Saved entries:
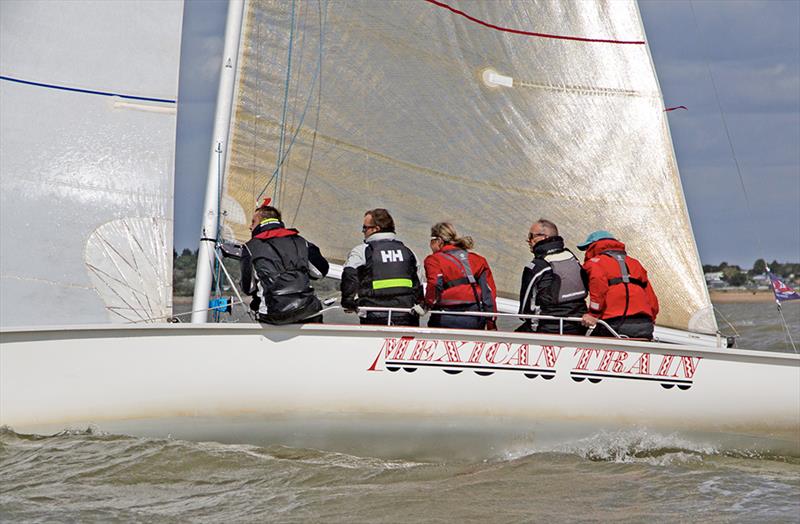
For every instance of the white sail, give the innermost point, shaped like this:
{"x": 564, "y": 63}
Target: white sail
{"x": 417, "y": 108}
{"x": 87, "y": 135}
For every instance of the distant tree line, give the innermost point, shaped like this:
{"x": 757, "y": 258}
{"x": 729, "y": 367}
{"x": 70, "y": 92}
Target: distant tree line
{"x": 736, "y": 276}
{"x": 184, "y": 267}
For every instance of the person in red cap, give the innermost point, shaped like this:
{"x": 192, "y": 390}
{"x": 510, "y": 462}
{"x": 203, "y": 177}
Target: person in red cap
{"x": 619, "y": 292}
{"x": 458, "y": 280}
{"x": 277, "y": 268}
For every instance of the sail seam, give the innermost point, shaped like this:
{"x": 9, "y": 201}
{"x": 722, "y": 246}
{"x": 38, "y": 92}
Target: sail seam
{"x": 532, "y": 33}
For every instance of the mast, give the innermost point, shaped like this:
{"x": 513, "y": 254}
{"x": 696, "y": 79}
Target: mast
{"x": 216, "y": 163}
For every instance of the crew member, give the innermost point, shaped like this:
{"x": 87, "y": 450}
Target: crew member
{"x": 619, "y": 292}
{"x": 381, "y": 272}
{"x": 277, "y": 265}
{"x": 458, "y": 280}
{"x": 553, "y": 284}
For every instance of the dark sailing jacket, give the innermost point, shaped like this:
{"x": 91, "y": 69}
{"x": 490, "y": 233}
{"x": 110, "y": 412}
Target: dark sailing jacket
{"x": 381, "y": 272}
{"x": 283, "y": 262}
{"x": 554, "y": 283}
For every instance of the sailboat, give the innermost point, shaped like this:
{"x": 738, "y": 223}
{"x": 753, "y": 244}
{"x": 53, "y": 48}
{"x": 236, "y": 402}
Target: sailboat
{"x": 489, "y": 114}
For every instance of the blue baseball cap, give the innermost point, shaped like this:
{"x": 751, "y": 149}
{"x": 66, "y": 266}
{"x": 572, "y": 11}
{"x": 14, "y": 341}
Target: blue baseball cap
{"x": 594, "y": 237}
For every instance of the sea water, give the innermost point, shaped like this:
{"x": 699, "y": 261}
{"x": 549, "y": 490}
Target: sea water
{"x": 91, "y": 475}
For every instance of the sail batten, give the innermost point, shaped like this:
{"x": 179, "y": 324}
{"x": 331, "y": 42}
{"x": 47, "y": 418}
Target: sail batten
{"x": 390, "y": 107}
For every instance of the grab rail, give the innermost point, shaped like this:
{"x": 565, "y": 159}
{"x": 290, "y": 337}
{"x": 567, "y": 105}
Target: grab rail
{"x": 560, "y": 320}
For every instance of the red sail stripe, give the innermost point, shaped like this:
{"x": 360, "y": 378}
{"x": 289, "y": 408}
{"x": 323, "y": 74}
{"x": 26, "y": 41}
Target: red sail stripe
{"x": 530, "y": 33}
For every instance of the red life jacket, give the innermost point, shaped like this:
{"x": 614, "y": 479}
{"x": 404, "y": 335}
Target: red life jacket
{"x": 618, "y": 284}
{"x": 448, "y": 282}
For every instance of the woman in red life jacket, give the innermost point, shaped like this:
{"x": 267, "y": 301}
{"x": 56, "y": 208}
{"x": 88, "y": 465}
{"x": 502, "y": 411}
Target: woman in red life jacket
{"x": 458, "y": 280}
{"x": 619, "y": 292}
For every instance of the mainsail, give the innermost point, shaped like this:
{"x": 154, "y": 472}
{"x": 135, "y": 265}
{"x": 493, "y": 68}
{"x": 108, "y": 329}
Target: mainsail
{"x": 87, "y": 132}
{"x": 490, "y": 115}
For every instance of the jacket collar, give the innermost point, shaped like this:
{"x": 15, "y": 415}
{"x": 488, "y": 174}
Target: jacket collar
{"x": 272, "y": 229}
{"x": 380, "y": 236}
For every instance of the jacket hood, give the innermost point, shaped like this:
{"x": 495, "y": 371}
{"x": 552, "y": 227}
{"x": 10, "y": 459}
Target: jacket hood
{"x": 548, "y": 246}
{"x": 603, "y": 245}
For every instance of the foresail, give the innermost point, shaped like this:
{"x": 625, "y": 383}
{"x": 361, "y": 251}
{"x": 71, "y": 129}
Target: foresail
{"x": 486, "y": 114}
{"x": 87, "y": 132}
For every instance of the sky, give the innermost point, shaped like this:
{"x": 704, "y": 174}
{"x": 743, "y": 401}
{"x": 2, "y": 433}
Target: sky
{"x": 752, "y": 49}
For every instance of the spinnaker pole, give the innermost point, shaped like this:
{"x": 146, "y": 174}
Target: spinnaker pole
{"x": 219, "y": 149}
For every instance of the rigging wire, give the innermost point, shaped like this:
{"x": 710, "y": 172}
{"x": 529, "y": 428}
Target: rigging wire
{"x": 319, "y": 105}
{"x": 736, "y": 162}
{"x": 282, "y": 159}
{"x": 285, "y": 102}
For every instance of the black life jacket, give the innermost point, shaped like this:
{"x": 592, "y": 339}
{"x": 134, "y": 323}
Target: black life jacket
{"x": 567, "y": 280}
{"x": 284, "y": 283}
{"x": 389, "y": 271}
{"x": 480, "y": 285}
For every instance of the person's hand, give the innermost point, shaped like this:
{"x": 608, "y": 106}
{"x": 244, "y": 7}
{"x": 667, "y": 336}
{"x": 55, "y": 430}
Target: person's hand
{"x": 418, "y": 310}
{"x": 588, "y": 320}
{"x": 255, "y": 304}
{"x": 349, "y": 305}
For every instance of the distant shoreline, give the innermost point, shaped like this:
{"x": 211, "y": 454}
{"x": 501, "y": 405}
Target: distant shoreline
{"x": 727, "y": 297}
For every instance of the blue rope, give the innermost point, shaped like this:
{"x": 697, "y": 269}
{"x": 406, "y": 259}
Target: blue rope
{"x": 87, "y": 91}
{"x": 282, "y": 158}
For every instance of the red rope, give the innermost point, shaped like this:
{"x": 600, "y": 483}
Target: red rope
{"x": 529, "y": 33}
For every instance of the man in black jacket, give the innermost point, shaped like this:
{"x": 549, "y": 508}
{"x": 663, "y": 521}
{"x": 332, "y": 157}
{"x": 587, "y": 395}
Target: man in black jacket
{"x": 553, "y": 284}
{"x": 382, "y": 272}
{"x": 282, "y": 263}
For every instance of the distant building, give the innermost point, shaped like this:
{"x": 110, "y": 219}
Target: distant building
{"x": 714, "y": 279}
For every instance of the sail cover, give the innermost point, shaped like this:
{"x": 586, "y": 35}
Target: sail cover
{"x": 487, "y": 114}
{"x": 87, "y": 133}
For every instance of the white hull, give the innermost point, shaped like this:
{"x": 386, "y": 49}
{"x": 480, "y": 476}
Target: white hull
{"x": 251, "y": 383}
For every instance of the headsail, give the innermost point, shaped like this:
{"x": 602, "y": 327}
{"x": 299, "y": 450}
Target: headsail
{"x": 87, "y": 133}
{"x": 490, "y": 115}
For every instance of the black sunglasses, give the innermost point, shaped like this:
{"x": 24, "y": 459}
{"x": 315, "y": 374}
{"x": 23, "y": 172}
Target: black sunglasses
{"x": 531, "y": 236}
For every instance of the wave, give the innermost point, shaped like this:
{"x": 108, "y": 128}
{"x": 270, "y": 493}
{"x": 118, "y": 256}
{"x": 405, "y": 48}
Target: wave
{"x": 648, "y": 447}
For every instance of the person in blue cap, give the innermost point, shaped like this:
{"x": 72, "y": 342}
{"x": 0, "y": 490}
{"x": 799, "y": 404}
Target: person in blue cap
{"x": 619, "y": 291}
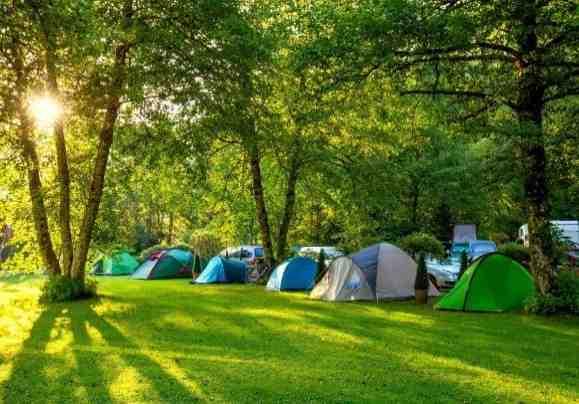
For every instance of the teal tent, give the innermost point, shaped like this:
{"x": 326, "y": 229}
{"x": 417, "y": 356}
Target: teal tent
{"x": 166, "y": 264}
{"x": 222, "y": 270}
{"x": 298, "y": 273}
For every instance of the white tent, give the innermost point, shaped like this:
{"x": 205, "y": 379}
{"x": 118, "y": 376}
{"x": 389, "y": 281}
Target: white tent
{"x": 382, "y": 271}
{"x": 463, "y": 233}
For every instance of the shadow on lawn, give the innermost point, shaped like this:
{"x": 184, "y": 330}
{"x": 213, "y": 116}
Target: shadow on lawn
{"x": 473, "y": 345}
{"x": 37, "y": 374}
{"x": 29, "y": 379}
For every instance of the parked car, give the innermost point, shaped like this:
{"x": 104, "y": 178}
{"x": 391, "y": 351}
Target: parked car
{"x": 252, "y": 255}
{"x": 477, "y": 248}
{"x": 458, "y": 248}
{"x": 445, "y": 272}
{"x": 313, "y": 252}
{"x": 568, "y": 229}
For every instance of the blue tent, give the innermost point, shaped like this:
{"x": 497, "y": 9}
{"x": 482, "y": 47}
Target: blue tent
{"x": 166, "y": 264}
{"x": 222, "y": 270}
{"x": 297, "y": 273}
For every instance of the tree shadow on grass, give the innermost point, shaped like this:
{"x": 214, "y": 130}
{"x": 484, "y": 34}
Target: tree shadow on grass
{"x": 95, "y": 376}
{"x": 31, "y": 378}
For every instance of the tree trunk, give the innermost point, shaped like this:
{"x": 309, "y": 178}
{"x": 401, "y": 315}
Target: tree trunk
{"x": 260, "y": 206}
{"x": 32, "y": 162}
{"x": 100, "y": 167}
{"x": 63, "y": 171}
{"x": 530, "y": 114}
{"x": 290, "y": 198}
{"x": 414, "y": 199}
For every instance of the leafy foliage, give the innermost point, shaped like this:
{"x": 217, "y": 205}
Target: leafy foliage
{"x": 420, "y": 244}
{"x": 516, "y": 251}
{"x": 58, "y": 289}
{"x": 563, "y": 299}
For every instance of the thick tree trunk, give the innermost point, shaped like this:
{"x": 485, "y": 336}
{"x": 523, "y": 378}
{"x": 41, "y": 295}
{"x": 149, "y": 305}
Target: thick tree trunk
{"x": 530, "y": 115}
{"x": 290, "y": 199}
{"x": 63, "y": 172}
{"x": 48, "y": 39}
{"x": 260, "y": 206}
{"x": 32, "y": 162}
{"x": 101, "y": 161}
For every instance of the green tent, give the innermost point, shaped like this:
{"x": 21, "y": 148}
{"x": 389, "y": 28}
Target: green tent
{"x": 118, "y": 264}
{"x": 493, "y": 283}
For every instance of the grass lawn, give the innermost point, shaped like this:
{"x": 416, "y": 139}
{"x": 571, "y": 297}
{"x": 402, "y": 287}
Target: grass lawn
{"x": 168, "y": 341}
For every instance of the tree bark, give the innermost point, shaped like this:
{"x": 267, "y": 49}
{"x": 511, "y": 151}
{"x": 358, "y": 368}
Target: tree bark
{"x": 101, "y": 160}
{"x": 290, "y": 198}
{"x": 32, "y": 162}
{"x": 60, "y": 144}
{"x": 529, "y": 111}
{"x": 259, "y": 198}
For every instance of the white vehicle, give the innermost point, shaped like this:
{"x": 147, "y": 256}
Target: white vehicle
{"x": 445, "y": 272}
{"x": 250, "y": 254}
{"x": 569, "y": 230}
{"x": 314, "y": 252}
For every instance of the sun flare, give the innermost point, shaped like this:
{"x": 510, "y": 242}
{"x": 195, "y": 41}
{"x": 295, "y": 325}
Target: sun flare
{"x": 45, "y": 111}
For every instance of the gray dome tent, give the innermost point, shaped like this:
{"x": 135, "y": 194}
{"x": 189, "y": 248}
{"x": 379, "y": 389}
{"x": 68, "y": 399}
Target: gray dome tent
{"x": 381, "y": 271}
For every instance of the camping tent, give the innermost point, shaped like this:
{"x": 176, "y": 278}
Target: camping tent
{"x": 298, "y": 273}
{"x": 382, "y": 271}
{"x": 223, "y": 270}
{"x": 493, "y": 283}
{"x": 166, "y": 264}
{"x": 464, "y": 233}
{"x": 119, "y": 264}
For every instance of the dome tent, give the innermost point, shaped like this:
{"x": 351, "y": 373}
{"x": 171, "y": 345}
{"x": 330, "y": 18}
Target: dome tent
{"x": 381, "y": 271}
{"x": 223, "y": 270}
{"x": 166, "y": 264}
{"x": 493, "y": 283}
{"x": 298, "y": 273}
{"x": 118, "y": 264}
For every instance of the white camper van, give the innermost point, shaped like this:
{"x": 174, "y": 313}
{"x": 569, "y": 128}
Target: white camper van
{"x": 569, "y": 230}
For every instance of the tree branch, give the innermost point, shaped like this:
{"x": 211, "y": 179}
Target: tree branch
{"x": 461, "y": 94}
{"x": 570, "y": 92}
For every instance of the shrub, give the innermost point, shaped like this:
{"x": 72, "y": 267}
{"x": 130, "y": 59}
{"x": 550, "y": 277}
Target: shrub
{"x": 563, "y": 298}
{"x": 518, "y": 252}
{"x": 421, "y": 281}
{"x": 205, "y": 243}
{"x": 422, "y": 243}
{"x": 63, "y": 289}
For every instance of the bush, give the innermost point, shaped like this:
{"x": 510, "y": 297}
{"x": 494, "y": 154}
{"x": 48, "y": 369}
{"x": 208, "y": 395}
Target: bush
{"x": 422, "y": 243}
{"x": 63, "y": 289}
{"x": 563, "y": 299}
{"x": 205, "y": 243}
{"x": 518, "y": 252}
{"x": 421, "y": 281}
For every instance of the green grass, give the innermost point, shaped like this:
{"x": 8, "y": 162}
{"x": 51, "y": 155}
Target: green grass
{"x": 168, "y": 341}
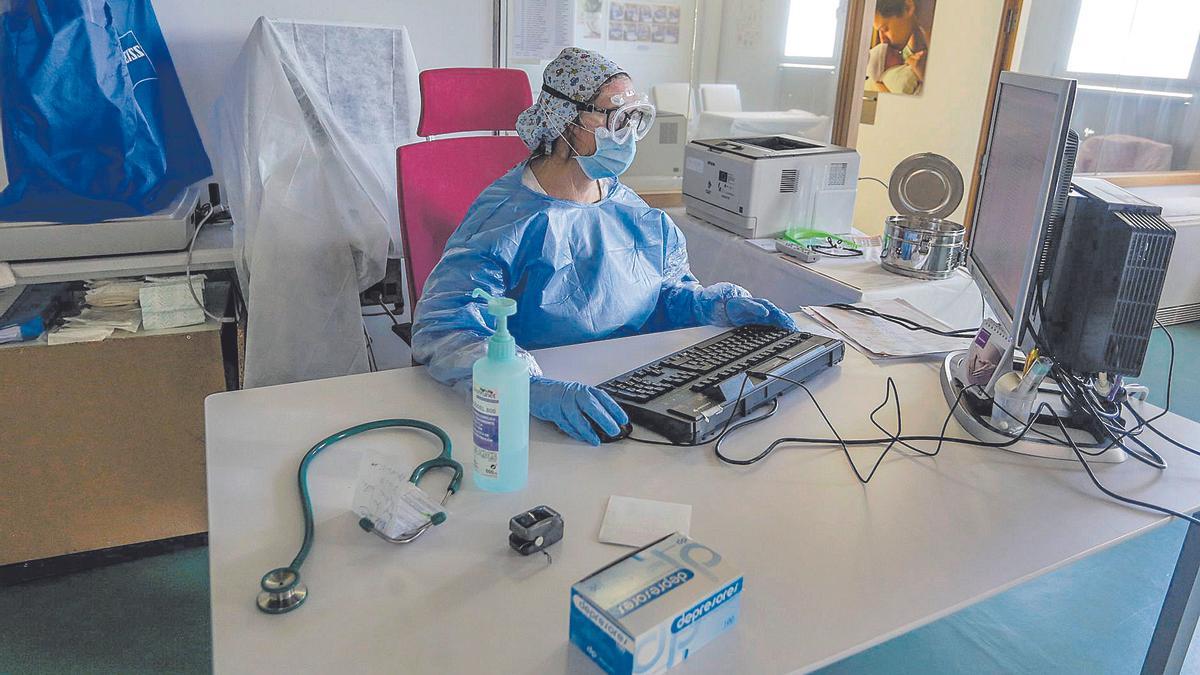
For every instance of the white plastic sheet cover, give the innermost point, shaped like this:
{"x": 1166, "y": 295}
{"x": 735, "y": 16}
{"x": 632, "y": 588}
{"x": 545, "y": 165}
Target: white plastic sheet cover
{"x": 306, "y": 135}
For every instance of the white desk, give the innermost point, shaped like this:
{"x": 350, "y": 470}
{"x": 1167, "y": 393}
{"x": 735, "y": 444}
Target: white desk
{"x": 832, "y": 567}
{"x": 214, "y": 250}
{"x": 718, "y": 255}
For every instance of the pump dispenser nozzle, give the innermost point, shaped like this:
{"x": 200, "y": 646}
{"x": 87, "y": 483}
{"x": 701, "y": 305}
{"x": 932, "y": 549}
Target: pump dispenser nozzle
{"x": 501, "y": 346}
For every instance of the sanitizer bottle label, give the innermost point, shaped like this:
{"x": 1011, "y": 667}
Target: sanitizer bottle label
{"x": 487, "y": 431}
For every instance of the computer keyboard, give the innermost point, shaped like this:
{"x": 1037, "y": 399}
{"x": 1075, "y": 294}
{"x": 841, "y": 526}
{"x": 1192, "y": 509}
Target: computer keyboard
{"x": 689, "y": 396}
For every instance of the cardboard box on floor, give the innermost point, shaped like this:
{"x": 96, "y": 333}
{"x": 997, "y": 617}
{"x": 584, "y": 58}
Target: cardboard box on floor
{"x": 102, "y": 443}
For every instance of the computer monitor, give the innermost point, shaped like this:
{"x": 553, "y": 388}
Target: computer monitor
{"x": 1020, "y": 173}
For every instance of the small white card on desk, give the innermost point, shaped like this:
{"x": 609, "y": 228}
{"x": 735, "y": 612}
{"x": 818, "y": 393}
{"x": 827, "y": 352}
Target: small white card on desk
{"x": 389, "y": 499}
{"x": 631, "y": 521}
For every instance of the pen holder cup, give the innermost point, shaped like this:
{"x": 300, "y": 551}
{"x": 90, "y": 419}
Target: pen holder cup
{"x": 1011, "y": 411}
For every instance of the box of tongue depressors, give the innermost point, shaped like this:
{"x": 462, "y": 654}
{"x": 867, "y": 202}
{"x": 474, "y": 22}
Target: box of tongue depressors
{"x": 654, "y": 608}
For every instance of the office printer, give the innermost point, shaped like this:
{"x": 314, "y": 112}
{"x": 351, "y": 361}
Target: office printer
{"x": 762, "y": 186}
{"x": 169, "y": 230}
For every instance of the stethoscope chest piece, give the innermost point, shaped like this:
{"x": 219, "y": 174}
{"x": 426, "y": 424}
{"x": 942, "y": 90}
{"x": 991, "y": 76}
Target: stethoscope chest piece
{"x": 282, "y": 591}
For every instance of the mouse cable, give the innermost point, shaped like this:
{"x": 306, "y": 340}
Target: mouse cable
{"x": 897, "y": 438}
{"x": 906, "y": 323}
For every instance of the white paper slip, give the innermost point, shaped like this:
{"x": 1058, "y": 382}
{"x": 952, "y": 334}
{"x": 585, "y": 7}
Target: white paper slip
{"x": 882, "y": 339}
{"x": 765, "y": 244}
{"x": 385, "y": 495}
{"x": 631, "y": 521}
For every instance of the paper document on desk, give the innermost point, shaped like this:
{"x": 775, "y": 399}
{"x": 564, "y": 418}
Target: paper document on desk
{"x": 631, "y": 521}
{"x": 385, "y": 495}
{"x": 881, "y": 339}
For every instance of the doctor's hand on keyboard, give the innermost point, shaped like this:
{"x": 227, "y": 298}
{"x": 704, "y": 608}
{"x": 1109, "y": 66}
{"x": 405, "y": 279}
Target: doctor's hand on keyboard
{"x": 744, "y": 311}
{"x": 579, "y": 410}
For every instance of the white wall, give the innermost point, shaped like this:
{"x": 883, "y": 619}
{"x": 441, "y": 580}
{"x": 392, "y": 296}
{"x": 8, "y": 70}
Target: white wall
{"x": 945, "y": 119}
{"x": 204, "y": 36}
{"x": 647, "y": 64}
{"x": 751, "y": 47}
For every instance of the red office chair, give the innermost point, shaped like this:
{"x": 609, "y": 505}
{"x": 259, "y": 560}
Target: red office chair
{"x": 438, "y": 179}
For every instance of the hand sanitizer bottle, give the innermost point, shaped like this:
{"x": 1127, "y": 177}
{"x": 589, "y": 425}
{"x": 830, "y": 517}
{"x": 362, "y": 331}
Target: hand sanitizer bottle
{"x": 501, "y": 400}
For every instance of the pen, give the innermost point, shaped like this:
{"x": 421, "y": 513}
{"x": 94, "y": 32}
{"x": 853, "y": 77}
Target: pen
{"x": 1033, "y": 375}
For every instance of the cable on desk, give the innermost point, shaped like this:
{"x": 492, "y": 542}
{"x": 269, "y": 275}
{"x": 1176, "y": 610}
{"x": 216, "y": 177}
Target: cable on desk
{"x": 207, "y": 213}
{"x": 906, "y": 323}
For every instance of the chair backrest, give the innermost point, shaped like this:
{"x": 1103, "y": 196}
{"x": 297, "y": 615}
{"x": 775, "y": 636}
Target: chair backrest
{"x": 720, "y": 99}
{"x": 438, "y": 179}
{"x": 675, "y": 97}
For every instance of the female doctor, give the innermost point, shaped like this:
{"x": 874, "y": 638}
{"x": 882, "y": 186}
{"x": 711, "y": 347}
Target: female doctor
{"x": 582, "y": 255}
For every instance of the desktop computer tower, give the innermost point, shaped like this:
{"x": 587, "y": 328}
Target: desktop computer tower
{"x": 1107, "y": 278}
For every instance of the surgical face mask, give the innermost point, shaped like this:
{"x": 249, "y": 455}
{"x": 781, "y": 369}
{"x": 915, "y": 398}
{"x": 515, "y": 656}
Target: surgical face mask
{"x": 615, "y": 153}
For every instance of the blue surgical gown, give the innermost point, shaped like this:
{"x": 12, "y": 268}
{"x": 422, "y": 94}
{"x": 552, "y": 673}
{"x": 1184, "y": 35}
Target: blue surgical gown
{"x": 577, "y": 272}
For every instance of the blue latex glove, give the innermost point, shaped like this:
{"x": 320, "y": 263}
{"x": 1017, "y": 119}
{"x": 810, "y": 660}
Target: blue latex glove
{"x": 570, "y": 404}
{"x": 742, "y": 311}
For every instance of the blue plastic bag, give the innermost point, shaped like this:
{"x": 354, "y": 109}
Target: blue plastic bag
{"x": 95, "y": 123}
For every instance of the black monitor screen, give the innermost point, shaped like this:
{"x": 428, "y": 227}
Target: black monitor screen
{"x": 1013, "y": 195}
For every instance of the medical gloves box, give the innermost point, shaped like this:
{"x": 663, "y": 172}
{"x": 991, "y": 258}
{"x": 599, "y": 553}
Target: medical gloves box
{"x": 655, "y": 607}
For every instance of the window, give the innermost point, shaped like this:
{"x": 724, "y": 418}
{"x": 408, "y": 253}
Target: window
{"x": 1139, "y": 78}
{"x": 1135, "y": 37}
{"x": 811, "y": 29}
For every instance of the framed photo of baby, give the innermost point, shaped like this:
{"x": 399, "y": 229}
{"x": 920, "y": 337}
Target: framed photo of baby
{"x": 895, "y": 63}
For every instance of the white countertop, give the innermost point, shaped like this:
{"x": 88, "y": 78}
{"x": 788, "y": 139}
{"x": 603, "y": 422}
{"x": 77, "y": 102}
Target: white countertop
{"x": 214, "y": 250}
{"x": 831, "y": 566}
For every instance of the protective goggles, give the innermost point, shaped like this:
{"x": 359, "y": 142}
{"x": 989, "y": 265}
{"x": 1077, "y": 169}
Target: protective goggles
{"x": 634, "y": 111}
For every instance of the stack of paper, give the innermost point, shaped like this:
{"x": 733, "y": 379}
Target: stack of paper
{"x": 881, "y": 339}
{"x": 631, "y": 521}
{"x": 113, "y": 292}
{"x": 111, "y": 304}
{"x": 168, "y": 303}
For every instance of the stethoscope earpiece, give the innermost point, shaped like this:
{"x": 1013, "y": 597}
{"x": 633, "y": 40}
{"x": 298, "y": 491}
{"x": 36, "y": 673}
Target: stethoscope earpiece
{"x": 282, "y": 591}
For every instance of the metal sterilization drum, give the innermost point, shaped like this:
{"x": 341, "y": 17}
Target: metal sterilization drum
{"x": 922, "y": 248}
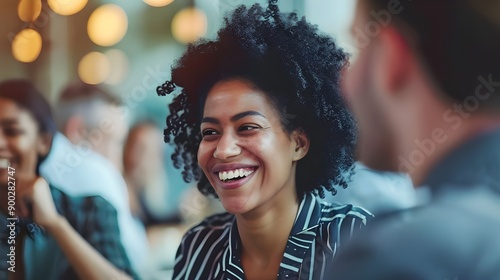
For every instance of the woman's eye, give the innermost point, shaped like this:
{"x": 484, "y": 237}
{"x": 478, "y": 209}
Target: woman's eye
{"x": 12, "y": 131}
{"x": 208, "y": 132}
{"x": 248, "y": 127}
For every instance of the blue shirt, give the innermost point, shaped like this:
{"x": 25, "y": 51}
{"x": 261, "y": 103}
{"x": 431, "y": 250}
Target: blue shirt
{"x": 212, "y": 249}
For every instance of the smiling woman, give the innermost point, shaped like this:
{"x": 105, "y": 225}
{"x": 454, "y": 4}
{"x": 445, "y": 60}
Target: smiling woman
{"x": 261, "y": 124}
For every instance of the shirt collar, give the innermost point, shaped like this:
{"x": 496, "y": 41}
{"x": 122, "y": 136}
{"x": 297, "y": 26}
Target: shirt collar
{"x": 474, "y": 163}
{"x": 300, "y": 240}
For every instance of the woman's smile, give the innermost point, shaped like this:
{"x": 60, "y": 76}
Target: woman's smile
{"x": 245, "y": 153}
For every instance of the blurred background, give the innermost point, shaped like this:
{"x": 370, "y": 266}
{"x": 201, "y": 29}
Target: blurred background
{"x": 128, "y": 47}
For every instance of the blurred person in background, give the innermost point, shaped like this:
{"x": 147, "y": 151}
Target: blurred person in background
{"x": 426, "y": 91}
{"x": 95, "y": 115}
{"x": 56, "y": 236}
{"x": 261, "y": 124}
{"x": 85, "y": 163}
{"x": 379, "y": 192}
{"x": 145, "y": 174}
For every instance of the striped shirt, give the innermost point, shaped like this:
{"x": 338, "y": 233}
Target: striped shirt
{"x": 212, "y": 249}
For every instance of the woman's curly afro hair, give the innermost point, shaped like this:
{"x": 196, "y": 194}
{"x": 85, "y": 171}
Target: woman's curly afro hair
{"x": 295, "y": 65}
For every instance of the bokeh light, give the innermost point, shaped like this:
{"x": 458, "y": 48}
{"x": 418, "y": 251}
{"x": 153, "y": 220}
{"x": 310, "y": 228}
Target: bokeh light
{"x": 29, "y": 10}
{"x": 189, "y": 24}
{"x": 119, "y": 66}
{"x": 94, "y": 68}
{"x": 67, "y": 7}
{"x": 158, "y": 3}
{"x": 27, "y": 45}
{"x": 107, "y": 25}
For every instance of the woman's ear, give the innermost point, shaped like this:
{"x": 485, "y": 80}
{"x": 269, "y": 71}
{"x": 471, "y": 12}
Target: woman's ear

Problem to solve: Starting at the line above that holds "For every instance of the pump" and ending at the line that holds "For every instance of the office", transcribe each line exactly and include no other lines.

Response:
For every instance of the pump dispenser nozzle, give the innermost point, shaped like this:
{"x": 200, "y": 646}
{"x": 87, "y": 483}
{"x": 701, "y": 305}
{"x": 932, "y": 549}
Target: pump dispenser nozzle
{"x": 501, "y": 346}
For every instance of the sanitizer bottle label, give the innermost point, shaped like this:
{"x": 1011, "y": 667}
Target: sanitizer bottle label
{"x": 487, "y": 431}
For every instance of the computer keyboard, give the innermost point, shaped like this:
{"x": 1037, "y": 399}
{"x": 1075, "y": 294}
{"x": 841, "y": 526}
{"x": 1192, "y": 509}
Target: computer keyboard
{"x": 689, "y": 396}
For every instance of the cardboard box on floor, give the innermost point, shaped like this:
{"x": 96, "y": 333}
{"x": 997, "y": 617}
{"x": 584, "y": 58}
Target: cardboard box on floor
{"x": 102, "y": 443}
For every instance of the computer monitor, give the innermost point, shaped like this:
{"x": 553, "y": 388}
Target: computer monitor
{"x": 1020, "y": 173}
For every instance of the small white card on desk, give the innermost point, shaped like this:
{"x": 609, "y": 228}
{"x": 735, "y": 612}
{"x": 818, "y": 393}
{"x": 827, "y": 352}
Target: small white card on desk
{"x": 389, "y": 499}
{"x": 631, "y": 521}
For every instance of the pen holder cup, give the innermost point, shaped like this:
{"x": 300, "y": 551}
{"x": 90, "y": 419}
Target: pen holder cup
{"x": 1011, "y": 411}
For every instance of the box of tongue depressors, give the innermost point, shaped like this:
{"x": 462, "y": 654}
{"x": 867, "y": 202}
{"x": 474, "y": 22}
Target: box of tongue depressors
{"x": 654, "y": 608}
For every instance of the office printer, give the innermost point, shaped like this:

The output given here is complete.